GIVEN EXERCISE A.
List every component designator (a letter followed by a number) that the NE555 logic excerpt uses to name a part of the latch circuit.
GIVEN EXERCISE B.
In the NE555 logic excerpt, copy the passage from "The first attempt" up to and including "the real measurements.", substituting "initial attempt" for "first attempt".

==== EXCERPT TO READ

Latches and D-Flipflops have cause the biggest headache in every logic familiy I have implemented so far. This is no different with NE555 based logic. A straightfoward way would, of course, be to form a polarity hold latch out of 3 NAND2 gates. This would require 3 NE555, however, and seems to be a bit of a waste.

The NE555 has an integrated RS flipflop, meaning that a single NE555 should be sufficient for a latch. What is a bit tricky is to gate the data with the enable signal, so that the RS flip flop is either set for input=1 and EN=1 or cleared for input=0 and EN=0.

In the end I found a hacky way, using an NPN transistor as a pass gate. Since the NE555 logic is slows anyways, it does not matter that the pass gate is quite slow as well. The circuit is shown below.

When the enable signal is low, the pass gate transistor Q1 is in a high ohmic state. The voltage divider formed by R1 and R2 will pull the input of the schmitt-trigger formed by the NE555 to VCC/2. This means that it will retain it's previous state, since neither of the switching threshold is reached. When EN goes high, the transistor becomes conductive and will pull the input high or low, depending on the state of "Din". If Din=0, the transistor is operated in reverse direction where it's hfe is rather low. Since the base current is equal to the current through R2, only a very low hfe is needed (1-2) to pull the input low.

The simulation below shows how the latch works. The lowermost trace is directly from the TRIG/THRS input of the NE555. You can see that it operates on three voltage levels, either to set, clear or keep the state of the schmitt trigger / RS flip flop.

We can use two Latches and one inverter to form a full D-Flipflop.

If you feel that using a transistor is cheating: there is still the option of going to a latch with three NE555 as outlined above.

This concludes our basic gates and we can now build both combinatoric logic and registers.

Testing more detailed gates will be easier in spice. First step is to replicate the inverter. Testcircuit shown below.

The first attempt with the model that comes with LTSpice showed correction operation of the circuit (plot below), however the timing was significantly faster than the real measurements.

I switched to a model for CMOS version of the NE555, the TLC555, that was provided by TI. I found a modified version for LTSpice on the net. The timing looks much more simular to the real device now, although the CMOS version still seems to be about 3x faster than the original bipolar version.

Now on to building and testing some gates

Inverter Implementation

Self explanatory and tested before

NAND2 Implementation

Here we are adding a wired AND at the input of the schmitt-trigger inverter formed by the NE555.

The gate works nicely, but it's obvios that the very high propagation delay of the NE555 inverters used at the input of the NAND2 lead to some glitches.

NOR2 implementaion

Turns out a NOR2 gate can also be implemented easily. Since the NE555 has a push-pull output we can use a wired OR at the input of the gate.

========
==== STORED DATA

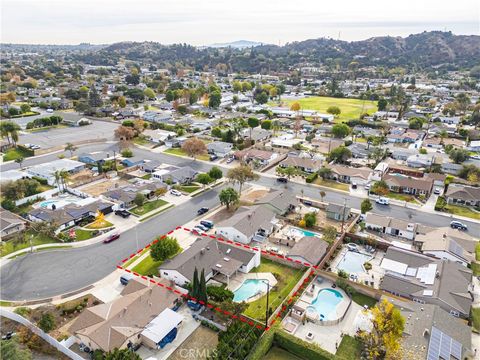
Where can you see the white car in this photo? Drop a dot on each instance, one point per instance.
(382, 201)
(175, 192)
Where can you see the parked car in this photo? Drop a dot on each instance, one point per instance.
(458, 225)
(202, 210)
(175, 192)
(382, 201)
(207, 223)
(123, 213)
(111, 238)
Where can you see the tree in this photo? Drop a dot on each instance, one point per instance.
(124, 354)
(194, 147)
(241, 174)
(340, 130)
(459, 155)
(19, 161)
(384, 340)
(340, 154)
(149, 93)
(215, 99)
(164, 249)
(47, 322)
(70, 147)
(252, 123)
(215, 173)
(366, 206)
(334, 110)
(10, 349)
(229, 196)
(139, 199)
(382, 104)
(203, 179)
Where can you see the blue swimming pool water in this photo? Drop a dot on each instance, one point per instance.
(352, 262)
(326, 303)
(249, 288)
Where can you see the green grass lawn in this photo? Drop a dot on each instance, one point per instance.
(286, 276)
(15, 153)
(362, 300)
(276, 353)
(476, 318)
(351, 108)
(462, 211)
(149, 266)
(331, 184)
(350, 348)
(180, 152)
(148, 206)
(187, 188)
(8, 247)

========

COMPLETE RESPONSE A.
Q1, R1, R2

COMPLETE RESPONSE B.
The initial attempt with the model that comes with LTSpice showed correction operation of the circuit (plot below), however the timing was significantly faster than the real measurements.